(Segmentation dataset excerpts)
□ □ □ □
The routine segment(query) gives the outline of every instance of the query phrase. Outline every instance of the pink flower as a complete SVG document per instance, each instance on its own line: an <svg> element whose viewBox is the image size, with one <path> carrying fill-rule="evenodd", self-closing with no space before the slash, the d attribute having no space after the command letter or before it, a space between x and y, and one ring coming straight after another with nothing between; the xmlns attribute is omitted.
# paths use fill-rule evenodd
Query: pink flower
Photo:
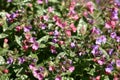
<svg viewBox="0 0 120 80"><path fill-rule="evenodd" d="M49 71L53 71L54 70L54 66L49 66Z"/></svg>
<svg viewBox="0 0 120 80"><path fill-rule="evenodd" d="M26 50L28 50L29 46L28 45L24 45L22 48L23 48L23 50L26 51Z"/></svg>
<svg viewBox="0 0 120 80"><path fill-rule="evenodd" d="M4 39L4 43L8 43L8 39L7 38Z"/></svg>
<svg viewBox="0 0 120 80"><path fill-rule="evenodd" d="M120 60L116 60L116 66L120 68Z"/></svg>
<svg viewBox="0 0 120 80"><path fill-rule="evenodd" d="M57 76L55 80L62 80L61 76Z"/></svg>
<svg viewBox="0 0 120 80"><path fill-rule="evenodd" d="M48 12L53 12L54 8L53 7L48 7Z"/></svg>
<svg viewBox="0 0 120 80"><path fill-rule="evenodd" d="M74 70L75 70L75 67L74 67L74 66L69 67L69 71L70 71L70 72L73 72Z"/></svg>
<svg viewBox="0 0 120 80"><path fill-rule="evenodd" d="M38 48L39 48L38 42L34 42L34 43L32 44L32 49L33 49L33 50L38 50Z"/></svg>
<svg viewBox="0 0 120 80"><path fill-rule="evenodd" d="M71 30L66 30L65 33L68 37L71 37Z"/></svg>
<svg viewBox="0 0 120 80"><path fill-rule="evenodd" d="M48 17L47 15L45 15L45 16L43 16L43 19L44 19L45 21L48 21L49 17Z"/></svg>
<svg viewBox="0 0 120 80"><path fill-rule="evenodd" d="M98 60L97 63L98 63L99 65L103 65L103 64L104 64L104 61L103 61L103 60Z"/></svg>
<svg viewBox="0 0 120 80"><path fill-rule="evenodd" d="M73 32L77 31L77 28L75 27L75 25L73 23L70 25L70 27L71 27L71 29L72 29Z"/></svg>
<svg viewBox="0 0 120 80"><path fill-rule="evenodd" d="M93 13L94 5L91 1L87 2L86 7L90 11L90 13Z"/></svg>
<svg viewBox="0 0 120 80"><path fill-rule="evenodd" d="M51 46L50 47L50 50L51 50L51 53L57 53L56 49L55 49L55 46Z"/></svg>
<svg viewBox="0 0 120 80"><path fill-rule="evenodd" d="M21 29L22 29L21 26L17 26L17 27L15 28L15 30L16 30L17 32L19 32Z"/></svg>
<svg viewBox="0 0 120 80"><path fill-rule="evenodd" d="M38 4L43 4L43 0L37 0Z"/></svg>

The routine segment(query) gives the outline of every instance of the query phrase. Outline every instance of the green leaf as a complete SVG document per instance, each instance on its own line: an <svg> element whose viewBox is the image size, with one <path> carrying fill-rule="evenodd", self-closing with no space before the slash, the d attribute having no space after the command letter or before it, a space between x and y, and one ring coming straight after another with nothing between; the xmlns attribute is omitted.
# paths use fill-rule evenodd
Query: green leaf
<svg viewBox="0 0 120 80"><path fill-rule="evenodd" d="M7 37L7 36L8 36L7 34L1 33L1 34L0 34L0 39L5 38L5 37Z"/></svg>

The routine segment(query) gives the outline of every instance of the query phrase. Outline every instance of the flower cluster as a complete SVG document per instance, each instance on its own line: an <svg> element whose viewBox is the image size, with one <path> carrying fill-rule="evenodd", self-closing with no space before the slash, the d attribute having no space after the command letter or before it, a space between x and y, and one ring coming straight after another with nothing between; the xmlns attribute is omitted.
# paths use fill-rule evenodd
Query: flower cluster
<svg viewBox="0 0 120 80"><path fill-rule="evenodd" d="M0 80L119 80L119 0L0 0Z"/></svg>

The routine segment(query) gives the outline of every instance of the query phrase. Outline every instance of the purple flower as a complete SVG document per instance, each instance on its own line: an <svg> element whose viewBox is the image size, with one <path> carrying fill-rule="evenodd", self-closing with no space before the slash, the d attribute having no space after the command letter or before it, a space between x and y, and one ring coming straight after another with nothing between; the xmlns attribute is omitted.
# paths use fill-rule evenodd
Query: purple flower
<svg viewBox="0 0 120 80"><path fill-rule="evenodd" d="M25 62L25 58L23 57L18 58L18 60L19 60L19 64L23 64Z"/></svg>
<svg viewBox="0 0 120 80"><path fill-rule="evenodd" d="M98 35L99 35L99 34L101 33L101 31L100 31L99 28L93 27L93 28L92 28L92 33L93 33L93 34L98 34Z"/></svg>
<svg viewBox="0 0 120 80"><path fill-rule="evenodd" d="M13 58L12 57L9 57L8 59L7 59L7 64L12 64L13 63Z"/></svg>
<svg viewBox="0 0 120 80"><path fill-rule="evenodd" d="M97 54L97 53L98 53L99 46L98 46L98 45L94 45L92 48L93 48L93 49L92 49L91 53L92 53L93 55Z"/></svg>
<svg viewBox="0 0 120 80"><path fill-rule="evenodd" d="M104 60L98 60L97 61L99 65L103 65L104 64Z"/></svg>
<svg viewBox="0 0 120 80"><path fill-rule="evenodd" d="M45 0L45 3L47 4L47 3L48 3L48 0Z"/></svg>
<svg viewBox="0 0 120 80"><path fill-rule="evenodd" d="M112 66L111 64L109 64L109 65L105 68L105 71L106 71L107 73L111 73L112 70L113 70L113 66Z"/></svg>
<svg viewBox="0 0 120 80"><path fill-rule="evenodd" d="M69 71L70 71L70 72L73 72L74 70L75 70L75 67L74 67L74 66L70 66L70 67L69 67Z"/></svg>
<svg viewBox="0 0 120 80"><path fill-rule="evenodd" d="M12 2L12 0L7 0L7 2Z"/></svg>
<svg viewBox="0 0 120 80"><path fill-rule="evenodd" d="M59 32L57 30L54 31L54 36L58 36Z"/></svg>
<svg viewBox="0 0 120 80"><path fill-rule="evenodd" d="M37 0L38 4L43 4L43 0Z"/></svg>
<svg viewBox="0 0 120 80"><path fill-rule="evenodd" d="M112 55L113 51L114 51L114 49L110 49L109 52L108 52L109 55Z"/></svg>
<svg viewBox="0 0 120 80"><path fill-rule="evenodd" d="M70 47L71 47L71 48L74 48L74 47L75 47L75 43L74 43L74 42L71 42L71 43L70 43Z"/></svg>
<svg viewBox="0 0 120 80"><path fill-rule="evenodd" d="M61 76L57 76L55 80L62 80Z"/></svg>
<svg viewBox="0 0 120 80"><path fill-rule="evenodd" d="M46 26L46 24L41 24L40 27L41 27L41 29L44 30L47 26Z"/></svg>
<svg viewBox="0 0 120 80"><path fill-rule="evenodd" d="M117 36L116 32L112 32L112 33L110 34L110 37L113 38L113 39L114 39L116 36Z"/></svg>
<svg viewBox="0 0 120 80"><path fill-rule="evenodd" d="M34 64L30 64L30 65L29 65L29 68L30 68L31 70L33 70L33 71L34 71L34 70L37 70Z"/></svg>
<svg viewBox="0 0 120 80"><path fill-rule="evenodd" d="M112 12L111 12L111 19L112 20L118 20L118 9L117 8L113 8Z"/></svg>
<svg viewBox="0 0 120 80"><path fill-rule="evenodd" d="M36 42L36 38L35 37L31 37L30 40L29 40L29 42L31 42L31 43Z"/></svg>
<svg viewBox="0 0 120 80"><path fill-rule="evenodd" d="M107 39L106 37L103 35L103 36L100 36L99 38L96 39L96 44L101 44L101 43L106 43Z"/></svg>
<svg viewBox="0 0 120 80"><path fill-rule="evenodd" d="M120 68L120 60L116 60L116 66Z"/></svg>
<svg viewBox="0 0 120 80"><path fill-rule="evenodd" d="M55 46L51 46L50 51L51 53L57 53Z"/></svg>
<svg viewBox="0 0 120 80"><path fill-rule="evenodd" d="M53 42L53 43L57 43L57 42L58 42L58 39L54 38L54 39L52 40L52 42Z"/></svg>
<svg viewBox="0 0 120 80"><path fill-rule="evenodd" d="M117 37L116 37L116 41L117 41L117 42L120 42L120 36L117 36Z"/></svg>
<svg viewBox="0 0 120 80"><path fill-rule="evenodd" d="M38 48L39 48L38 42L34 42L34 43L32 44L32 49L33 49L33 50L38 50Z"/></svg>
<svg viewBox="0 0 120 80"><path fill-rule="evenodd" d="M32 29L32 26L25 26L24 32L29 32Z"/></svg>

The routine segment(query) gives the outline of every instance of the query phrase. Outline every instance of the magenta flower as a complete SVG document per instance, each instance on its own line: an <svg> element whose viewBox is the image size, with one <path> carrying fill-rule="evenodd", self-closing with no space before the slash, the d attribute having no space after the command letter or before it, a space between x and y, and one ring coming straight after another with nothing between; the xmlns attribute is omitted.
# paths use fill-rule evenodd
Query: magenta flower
□ □ □ □
Reproduce the stretch of items above from the line containing "of the green" through the line containing "37L7 36L8 36L7", replacing "green leaf" with "green fern" and leaving everything else unchanged.

▸ **Correct response**:
The routine segment(query) gives the outline of every instance of the query phrase. Outline every instance of the green fern as a complete SVG document per instance, each instance on its own line: an <svg> element whose viewBox is the image size, with one <path> carrying fill-rule="evenodd", self-closing with no space before the slash, the d attribute having no space after the command letter or before it, a space between x and y, and one ring coming straight after another with nothing between; the xmlns attribute is omitted.
# paths use fill-rule evenodd
Query: green fern
<svg viewBox="0 0 120 80"><path fill-rule="evenodd" d="M7 37L7 36L8 36L7 34L1 33L1 34L0 34L0 39L5 38L5 37Z"/></svg>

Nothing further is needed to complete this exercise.